Required tasks
(1) Copy out the commentary on assisted suicide word for word, starting at "They sue, claiming" and ending at "Court in 1997.".
(2) According to the commentary on assisted suicide, by what vote and in what year did the U.S. Supreme Court reject the claim that committing suicide is the same as refusing life-sustaining medical treatment?
(3) Proceed with the commentary on assisted suicide, picking up after its final sentence.

Reading passage
┏━━

Assisted suicide advocates pretend that suicide committed due to the fears created by a diagnosis of terminal illness — sometimes wrong, by the way — isn’t really “suicide.”
They sue, claiming that laws against assisted suicide shouldn’t apply because when poisonous pills are prescribed by a doctor to be used in such cases to end life, it is really “aid in dying.”
Bunk. When a movement has to hide its agenda behind gooey euphemisms, there is something wrong with the agenda.
They also claim that committing suicide is the same as refusing life-sustaining medical treatment, an argument rejected 9-0 by the U.S. Supreme Court in 1997.
With one exception in New Mexico, most courts are not (yet) so in the post modernist tank that they don’t buy the sophistry. The latest example comes from the Bible Belt court in New York. From Myers v. Schneiderman:
The word “suicide” has a straightforward meaning and a dictionary is hardly necessary to construe the thrust of Penal Law sections 120.30 and 125.15. It is traditionally defined as “the act or instance of taking one’s own life voluntarily and intentionally,” especially “by a person of years of discretion and of sound mind” (Merriam-Webster’s Collegiate Dictionary [11th ed 2003]).
Whatever label one puts on the act that plaintiffs are asking us to permit, it unquestionably fits that literal description, since there is a direct causative link between the medication proposed to be administered by plaintiff physicians and their patients’ demise…
In light of the plain meaning of the term suicide, we hold, as a matter of statutory construction, that Penal Law sections 120.30 and 125.15 prohibit aid-in-dying.

┗━━

Region pointing data
┏━━

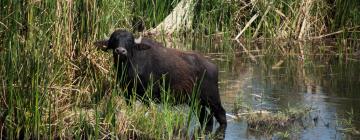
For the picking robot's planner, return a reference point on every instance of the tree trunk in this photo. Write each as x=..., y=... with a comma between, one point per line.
x=179, y=19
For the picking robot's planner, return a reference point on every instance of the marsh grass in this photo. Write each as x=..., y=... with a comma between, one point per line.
x=267, y=122
x=55, y=84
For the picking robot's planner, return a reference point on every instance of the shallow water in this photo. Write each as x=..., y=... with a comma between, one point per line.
x=331, y=87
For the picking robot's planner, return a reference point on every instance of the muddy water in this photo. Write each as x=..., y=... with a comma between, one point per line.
x=331, y=87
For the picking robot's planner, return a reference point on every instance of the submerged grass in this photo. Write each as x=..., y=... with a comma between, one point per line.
x=55, y=84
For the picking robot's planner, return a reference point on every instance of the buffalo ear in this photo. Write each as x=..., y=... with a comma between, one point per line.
x=102, y=44
x=140, y=45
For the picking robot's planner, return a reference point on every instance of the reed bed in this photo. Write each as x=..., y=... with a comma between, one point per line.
x=55, y=84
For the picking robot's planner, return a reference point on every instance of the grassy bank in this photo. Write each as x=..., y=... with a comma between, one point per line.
x=55, y=84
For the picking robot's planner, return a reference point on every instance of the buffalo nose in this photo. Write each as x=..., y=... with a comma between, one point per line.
x=120, y=51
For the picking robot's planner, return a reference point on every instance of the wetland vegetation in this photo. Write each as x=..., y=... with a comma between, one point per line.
x=55, y=84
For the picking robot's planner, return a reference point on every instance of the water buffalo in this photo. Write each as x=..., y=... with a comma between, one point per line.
x=144, y=60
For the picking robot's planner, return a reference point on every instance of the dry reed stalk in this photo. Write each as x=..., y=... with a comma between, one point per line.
x=261, y=20
x=247, y=25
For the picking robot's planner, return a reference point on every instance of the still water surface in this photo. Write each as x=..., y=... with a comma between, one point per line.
x=328, y=85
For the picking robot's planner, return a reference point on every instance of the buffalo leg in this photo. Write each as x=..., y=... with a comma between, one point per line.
x=207, y=118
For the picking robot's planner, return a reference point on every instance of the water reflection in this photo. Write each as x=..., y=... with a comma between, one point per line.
x=331, y=88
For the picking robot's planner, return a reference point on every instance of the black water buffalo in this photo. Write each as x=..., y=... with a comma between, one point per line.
x=143, y=61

┗━━

Responses for each task
(1)
They sue, claiming that laws against assisted suicide shouldn’t apply because when poisonous pills are prescribed by a doctor to be used in such cases to end life, it is really “aid in dying.”
Bunk. When a movement has to hide its agenda behind gooey euphemisms, there is something wrong with the agenda.
They also claim that committing suicide is the same as refusing life-sustaining medical treatment, an argument rejected 9-0 by the U.S. Supreme Court in 1997.

(2) The Court rejected it by a vote of 9-0 in 1997.

(3)
The court also found that a right to refuse treatment isn’t the same thing as a right to make oneself dead by affirmative action (citations omitted):
Nevertheless, these cases all involved a patient’s right to refuse medical treatment, and are rooted in the same concepts that give rise to a cause of action for medical malpractice based on the lack of informed consent [“every person of adult years and sound mind has a right to determine what should be done with his own body; and a surgeon who performs an operation without his patient’s consent commits an assault, for which he is liable in damages,’” quoting Schloendorff v Society of N.Y. Hosp.
Thus, plaintiffs have a heavy burden of persuasion in arguing that the same principles apply to the affirmative act of taking one’s own life.
Plaintiffs have failed to overcome this burden.
Clarity. A law against assisted suicide applies to all suicides, not just those some people think are unjustified or “irrational.”
Wouldn’t it be nice if the debate about whether to legalize assisted suicide did not get caught up in the gobbledygook shoveled by the euthanasia word engineers?
That would require the media to apply the proper, accurate, and descriptive terms regarding this debate as the court did.
But that would compel them to be journalists instead of advocates. And there are some places that reporters today just will not go.